* _Problem set_
A. Transcribe the passage on Stimson's World War I service word for word, starting at "If there was" and ending at "on Long Island.".
B. Carry on the passage about Stimson's World War I service from the point where it stops.

-- start of Text provided --

If there was a soft spot in Stimson’s attitude on race, it emanated from his experience in battle during World War I. As someone who had spent years championing military preparedness and months calling for intervention, he felt compelled to join the Army. On May 31, 1917, at 49 years of age, Stimson went in at the rank of major and spent the summer acquainting himself with the workings of artillery units at Fort Myer in Virginia. After a personal appeal to the then Secretary of War Newton D. Baker and Army Chief of Staff Major General Hugh L. Scott, Stimson’s formal assignment came through – second in command of the New York-weighted 305th Regiment, 77th Division in the field artillery at Camp Upton on Long Island.

He was sent to France in advance of his unit. After further training, he was reunited with his fellow New Yorkers and led them into battle near the Baccarat sector on July 11, 1918. Stimson’s frontline service lasted three weeks before he received a transfer order back home to lead the 31st Artillery in a workup at Camp Meade in Maryland. He had spent nine months abroad and had briefly tasted combat.

-- end of Text provided --
-- start of Recorded data --

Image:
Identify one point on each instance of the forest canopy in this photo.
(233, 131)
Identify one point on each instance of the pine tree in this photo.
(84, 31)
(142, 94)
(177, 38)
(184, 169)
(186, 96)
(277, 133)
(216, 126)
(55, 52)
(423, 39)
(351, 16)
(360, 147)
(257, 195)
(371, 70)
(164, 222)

-- end of Recorded data --

* _Per-task outputs_
A.
If there was a soft spot in Stimson’s attitude on race, it emanated from his experience in battle during World War I. As someone who had spent years championing military preparedness and months calling for intervention, he felt compelled to join the Army. On May 31, 1917, at 49 years of age, Stimson went in at the rank of major and spent the summer acquainting himself with the workings of artillery units at Fort Myer in Virginia. After a personal appeal to the then Secretary of War Newton D. Baker and Army Chief of Staff Major General Hugh L. Scott, Stimson’s formal assignment came through – second in command of the New York-weighted 305th Regiment, 77th Division in the field artillery at Camp Upton on Long Island.

B.
Before he and his new unit could deploy to the frontlines, the Armistice was signed. Suddenly, Stimson was a civilian again. Though he later joined the Reserves and attained the rank of brigadier general, his rank upon discharge from his last active-duty assignment is how he is remembered. From the end of World War I, he was most often referred to by close friends as Colonel Stimson.

Importantly, the experience of leading men in battle revealed to him what he and Bundy described as “the quality of the enlisted men of the regiment.” These men, “drafted soldiers of New York City and its environs,” though possessing “little formal education” and seeming to be “underfed,” represented “almost every national strain in the American melting pot” and proved to be “quick, resilient, and endlessly resourceful.” Stimson “was joyfully astonished” by the industry of the diverse troops under his command.

Looking back on his service in uniform, he recognized that the experience had above all else “taught him the horror of war.” But also “he learned as he worked with the men of his own Army that the strength and spirit of America was not confined to any group or class. ‘It was’” Stimson said, “‘my greatest lesson in American democracy.’”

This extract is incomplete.